THE TASK
Using the entries that follow, give only the number of lines with the word "positive" in them.

AVAILABLE DATA
+++

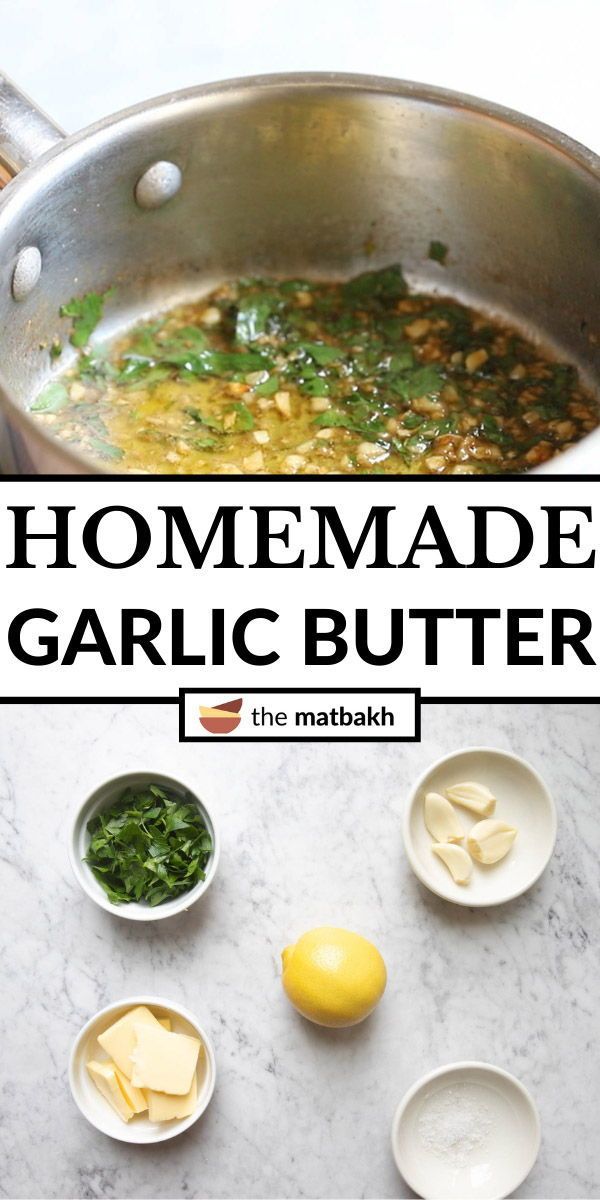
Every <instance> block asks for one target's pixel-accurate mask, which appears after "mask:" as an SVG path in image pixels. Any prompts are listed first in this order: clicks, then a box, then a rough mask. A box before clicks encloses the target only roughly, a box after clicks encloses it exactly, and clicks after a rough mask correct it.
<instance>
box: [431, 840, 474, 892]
mask: <svg viewBox="0 0 600 1200" xmlns="http://www.w3.org/2000/svg"><path fill="white" fill-rule="evenodd" d="M431 848H432V851H433V853H434V854H437V856H438V858H440V859H442V862H443V863H445V865H446V866H448V870H449V871H450V875H451V876H452V880H454V881H455V883H468V882H469V880H470V876H472V875H473V863H472V860H470V858H469V856H468V854H467V851H466V850H463V847H462V846H455V845H452V842H449V841H443V842H434V844H433V846H432V847H431Z"/></svg>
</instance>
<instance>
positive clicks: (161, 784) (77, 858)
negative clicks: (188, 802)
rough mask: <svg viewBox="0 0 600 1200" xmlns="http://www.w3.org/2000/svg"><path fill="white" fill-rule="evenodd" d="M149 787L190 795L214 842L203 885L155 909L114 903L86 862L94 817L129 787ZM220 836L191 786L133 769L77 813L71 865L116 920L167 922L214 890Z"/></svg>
mask: <svg viewBox="0 0 600 1200" xmlns="http://www.w3.org/2000/svg"><path fill="white" fill-rule="evenodd" d="M148 784H158V786H162V787H168V788H170V790H172V791H174V792H176V793H179V794H180V796H181V797H184V796H185V794H187V796H190V797H191V798H192V799H193V800H194V803H196V804H197V805H198V809H199V810H200V814H202V817H203V821H204V824H205V826H206V829H208V832H209V834H210V836H211V839H212V853H211V856H210V859H209V862H208V864H206V869H205V875H206V878H205V880H200V882H199V883H197V884H196V887H193V888H191V889H190V892H185V893H184V894H182V895H180V896H178V898H176V899H174V900H164V902H163V904H160V905H156V907H154V908H152V907H151V906H150V905H149V904H145V902H144V901H139V902H136V901H132V902H131V904H112V902H110V900H109V899H108V896H107V894H106V892H104V889H103V888H102V887H101V886H100V883H98V881H97V880H96V877H95V875H94V872H92V871H91V870H90V868H89V866H88V863H84V862H83V859H84V858H85V853H86V851H88V845H89V841H90V835H89V833H88V821H90V818H91V817H94V816H95V815H96V814H97V812H100V811H101V810H102V809H107V808H109V806H110V804H113V803H114V802H115V800H116V799H118V798H119V796H121V793H122V792H124V791H125V788H126V787H132V788H136V787H144V786H146V785H148ZM218 854H220V842H218V834H217V830H216V827H215V822H214V820H212V817H211V815H210V812H209V810H208V808H206V805H205V803H204V800H202V799H200V798H199V796H197V793H196V792H194V790H193V788H192V787H190V786H188V785H187V784H182V782H181V780H179V779H175V778H174V776H173V775H164V774H162V772H160V770H132V772H128V773H127V774H124V775H115V776H114V778H113V779H107V780H106V782H103V784H100V785H98V786H97V787H95V788H94V791H92V792H91V793H90V796H88V798H86V799H85V800H84V803H83V804H82V805H80V808H79V809H78V810H77V812H76V814H74V817H73V823H72V829H71V839H70V844H68V857H70V859H71V865H72V868H73V871H74V875H76V878H77V881H78V882H79V883H80V884H82V888H83V890H84V892H86V894H88V895H89V896H90V899H91V900H94V901H95V904H97V905H100V907H101V908H106V911H107V912H110V913H113V916H114V917H122V918H124V919H125V920H164V918H166V917H173V916H175V913H178V912H185V911H186V910H187V908H191V906H192V905H193V904H196V901H197V900H199V898H200V896H202V895H204V893H205V892H206V888H209V887H210V884H211V882H212V880H214V878H215V872H216V869H217V865H218Z"/></svg>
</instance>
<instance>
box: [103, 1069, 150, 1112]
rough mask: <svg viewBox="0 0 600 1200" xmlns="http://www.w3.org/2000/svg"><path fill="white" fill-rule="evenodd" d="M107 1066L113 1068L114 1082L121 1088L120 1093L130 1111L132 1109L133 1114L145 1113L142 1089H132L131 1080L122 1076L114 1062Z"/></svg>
mask: <svg viewBox="0 0 600 1200" xmlns="http://www.w3.org/2000/svg"><path fill="white" fill-rule="evenodd" d="M109 1066H110V1067H114V1073H115V1075H116V1082H118V1084H119V1087H120V1088H121V1092H122V1094H124V1096H125V1099H126V1100H127V1104H128V1105H130V1108H131V1109H133V1112H145V1110H146V1109H148V1100H146V1098H145V1096H144V1093H143V1091H142V1088H140V1087H134V1086H133V1084H132V1082H131V1079H127V1076H126V1075H124V1073H122V1070H119V1067H118V1066H116V1063H115V1062H112V1063H109Z"/></svg>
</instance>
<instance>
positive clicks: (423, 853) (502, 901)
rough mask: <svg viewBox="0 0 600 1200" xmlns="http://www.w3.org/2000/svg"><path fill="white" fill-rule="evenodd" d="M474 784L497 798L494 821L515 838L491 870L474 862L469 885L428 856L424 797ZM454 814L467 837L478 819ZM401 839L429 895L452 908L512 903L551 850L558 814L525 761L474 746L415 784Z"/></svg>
mask: <svg viewBox="0 0 600 1200" xmlns="http://www.w3.org/2000/svg"><path fill="white" fill-rule="evenodd" d="M473 780H474V781H476V782H479V784H485V785H486V786H487V787H490V790H491V791H492V792H493V794H494V796H496V800H497V804H496V811H494V814H493V816H494V818H498V820H499V821H506V822H508V824H512V826H515V827H516V829H517V836H516V839H515V842H514V845H512V847H511V850H510V851H509V853H508V854H506V857H505V858H503V859H500V862H499V863H494V864H493V865H491V866H482V865H481V864H480V863H475V862H474V863H473V875H472V877H470V880H469V882H468V883H467V884H460V883H455V881H454V880H452V877H451V875H450V872H449V870H448V868H446V866H445V864H444V863H443V862H440V859H439V858H438V857H437V854H434V853H433V852H432V848H431V846H432V841H433V839H432V836H431V834H430V833H428V832H427V829H426V827H425V816H424V808H425V796H426V793H427V792H442V793H444V788H446V787H451V786H452V785H454V784H460V782H466V781H473ZM456 812H457V815H458V817H460V820H461V824H462V826H463V828H464V830H466V834H468V833H469V832H470V829H472V827H473V826H474V824H476V823H478V821H479V820H481V818H480V817H478V816H476V814H475V812H469V811H468V810H467V809H463V808H460V806H458V805H456ZM403 835H404V847H406V852H407V856H408V860H409V863H410V866H412V868H413V871H414V872H415V875H416V877H418V878H419V880H420V881H421V883H424V884H425V887H426V888H428V889H430V892H434V893H436V895H438V896H442V899H443V900H450V901H451V902H452V904H458V905H464V906H466V907H468V908H481V907H485V906H487V905H497V904H505V902H506V901H508V900H514V899H515V898H516V896H520V895H522V893H523V892H527V889H528V888H530V887H532V886H533V884H534V883H535V882H536V880H539V877H540V875H541V872H542V871H544V869H545V868H546V866H547V864H548V862H550V859H551V857H552V851H553V848H554V842H556V836H557V814H556V808H554V802H553V799H552V796H551V793H550V791H548V788H547V786H546V784H545V782H544V780H542V778H541V775H539V774H538V772H536V770H535V769H534V768H533V767H530V766H529V763H528V762H526V760H524V758H520V757H518V755H515V754H509V752H508V751H506V750H493V749H490V748H485V746H474V748H472V749H467V750H456V751H455V752H454V754H450V755H446V756H445V757H444V758H439V760H438V762H434V763H433V764H432V766H431V767H428V768H427V770H426V772H425V773H424V774H422V775H421V778H420V779H419V780H418V781H416V784H415V786H414V787H413V790H412V792H410V794H409V797H408V802H407V805H406V809H404V821H403ZM463 845H464V844H463Z"/></svg>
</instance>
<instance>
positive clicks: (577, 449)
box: [0, 74, 600, 473]
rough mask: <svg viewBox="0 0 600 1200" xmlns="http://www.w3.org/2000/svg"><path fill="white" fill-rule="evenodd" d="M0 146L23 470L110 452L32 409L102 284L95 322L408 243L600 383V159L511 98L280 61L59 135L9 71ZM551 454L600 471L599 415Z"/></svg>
mask: <svg viewBox="0 0 600 1200" xmlns="http://www.w3.org/2000/svg"><path fill="white" fill-rule="evenodd" d="M0 163H1V164H4V167H5V168H6V169H7V172H8V173H10V175H14V176H16V178H14V179H12V181H11V182H8V184H7V186H6V187H5V188H4V191H2V192H1V193H0V391H1V394H2V397H4V402H5V407H6V413H7V415H8V424H10V430H11V438H12V443H13V448H14V455H16V460H17V466H18V469H19V470H22V472H25V473H36V472H41V473H54V472H62V473H77V472H89V470H98V469H100V468H98V467H97V466H95V464H91V463H90V462H89V461H86V460H85V457H84V456H82V455H78V454H77V451H76V450H73V449H72V448H70V446H68V445H66V444H65V443H60V442H59V440H56V439H54V438H53V437H52V436H49V434H48V433H47V431H46V430H44V428H43V427H42V426H41V425H40V424H36V420H35V418H32V416H30V415H28V407H29V404H30V403H31V400H32V397H34V396H35V394H36V392H37V390H38V389H40V388H41V386H42V385H43V384H44V383H46V380H47V379H48V377H49V374H50V371H52V370H53V367H52V365H50V356H49V354H48V349H47V347H48V346H49V344H50V343H52V341H53V338H55V337H60V338H61V340H65V322H61V320H60V318H59V306H60V305H61V304H64V302H65V301H67V300H70V299H71V298H72V296H73V295H82V294H83V293H85V292H88V290H103V289H107V288H109V287H114V293H113V296H112V299H110V301H109V304H108V305H107V314H106V318H104V322H103V325H102V326H101V329H100V330H98V335H100V336H103V335H106V334H110V332H114V331H116V330H118V329H121V328H122V326H124V325H126V324H128V323H130V322H131V320H133V319H136V318H137V317H139V316H140V314H143V313H149V312H152V311H157V310H160V308H164V307H168V306H169V305H172V304H175V302H178V301H181V300H182V299H187V298H191V296H194V295H198V294H202V292H203V290H205V289H206V288H208V287H210V286H212V284H215V283H216V282H220V281H221V280H223V278H226V277H233V276H240V275H248V274H264V275H280V276H298V275H305V276H313V277H323V278H328V277H335V276H348V275H352V274H355V272H358V271H361V270H365V269H371V268H373V266H378V265H383V264H385V263H390V262H396V260H400V262H402V265H403V268H404V270H406V272H407V275H408V278H409V281H410V282H412V283H414V284H416V286H419V287H424V288H427V289H430V288H433V289H436V290H438V292H443V293H446V294H451V295H455V296H456V298H458V299H462V300H467V301H470V302H473V304H475V305H479V306H480V307H482V308H484V310H486V311H488V312H491V313H497V314H500V316H504V317H508V318H509V319H510V320H512V322H514V323H515V324H516V325H518V326H520V328H521V329H522V330H523V331H524V332H527V334H529V335H533V336H534V337H538V338H540V340H541V341H542V343H546V344H547V346H550V347H553V348H554V349H556V350H557V352H558V353H559V354H560V355H563V356H564V358H566V359H569V360H571V361H572V362H575V364H577V365H578V366H580V368H581V371H582V372H583V374H584V376H586V378H587V380H588V383H590V384H592V385H593V386H594V388H596V389H598V386H599V380H600V160H599V158H598V157H596V156H595V155H593V154H592V152H590V151H589V150H586V149H584V148H583V146H581V145H577V144H576V143H575V142H571V140H570V139H569V138H566V137H564V136H563V134H562V133H557V132H556V131H554V130H551V128H548V127H547V126H544V125H540V124H539V122H538V121H533V120H530V119H529V118H526V116H521V115H518V114H517V113H512V112H509V110H508V109H503V108H498V107H497V106H494V104H487V103H485V102H482V101H479V100H473V98H470V97H469V96H462V95H458V94H455V92H449V91H440V90H439V89H436V88H428V86H424V85H421V84H414V83H402V82H397V80H395V79H380V78H372V77H366V76H343V74H293V76H266V77H259V78H251V79H236V80H233V82H228V83H220V84H210V85H206V86H202V88H194V89H192V90H190V91H181V92H176V94H174V95H169V96H162V97H160V98H158V100H151V101H149V102H148V103H145V104H140V106H138V107H136V108H130V109H127V110H126V112H124V113H119V114H118V115H116V116H109V118H107V120H104V121H101V122H100V124H97V125H92V126H91V127H90V128H88V130H84V131H83V133H77V134H74V136H73V137H68V138H65V137H64V136H62V132H61V130H59V128H58V127H56V126H55V125H54V124H53V122H52V121H50V120H49V119H48V118H47V116H44V115H43V114H42V113H41V112H40V110H38V109H37V108H36V107H35V106H34V104H32V103H31V101H29V100H28V98H26V97H24V96H23V95H22V94H20V92H19V91H18V90H17V89H16V88H14V86H13V85H12V84H11V83H10V82H8V80H7V79H6V78H4V77H1V76H0ZM433 239H437V240H440V241H443V242H445V244H446V245H448V246H449V247H450V254H449V259H448V266H445V268H443V266H440V265H439V264H438V263H433V262H431V260H430V259H428V258H427V250H428V246H430V242H431V240H433ZM41 347H42V349H41ZM43 347H44V348H43ZM66 360H68V354H67V355H66V358H65V355H64V356H62V359H61V365H65V361H66ZM54 370H55V367H54ZM547 469H550V470H560V472H574V473H575V472H577V473H590V472H598V470H599V469H600V431H596V432H594V433H592V434H589V436H588V437H587V438H586V439H584V440H583V442H581V443H580V444H578V445H577V446H575V448H574V449H571V450H568V451H566V452H565V454H564V455H562V456H560V457H559V458H556V460H553V462H551V463H550V464H547Z"/></svg>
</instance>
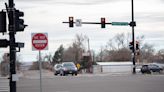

+++

OUTPUT
3